* **OBJECTIF PÉDAGOGIQUE**
Convertissez l'ensemble du matériau en un fichier CSV à deux colonnes, « entrée » et « sortie » : une ligne par texte à traiter, avec ce texte et sa réponse, chacun placé dans un seul champ entre guillemets et les sauts de ligne remplacés par des espaces.
------ CONTENU DES DONNÉES ------
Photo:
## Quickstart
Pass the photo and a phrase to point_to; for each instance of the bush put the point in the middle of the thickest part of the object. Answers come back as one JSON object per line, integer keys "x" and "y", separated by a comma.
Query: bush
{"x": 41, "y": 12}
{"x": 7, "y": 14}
------
* **CORRIGÉ PROPOSÉ**
entrée,sortie
"Photo: ## Quickstart Pass the photo and a phrase to point_to; for each instance of the bush put the point in the middle of the thickest part of the object. Answers come back as one JSON object per line, integer keys ""x"" and ""y"", separated by a comma. Query: bush","{""x"": 41, ""y"": 12} {""x"": 7, ""y"": 14}"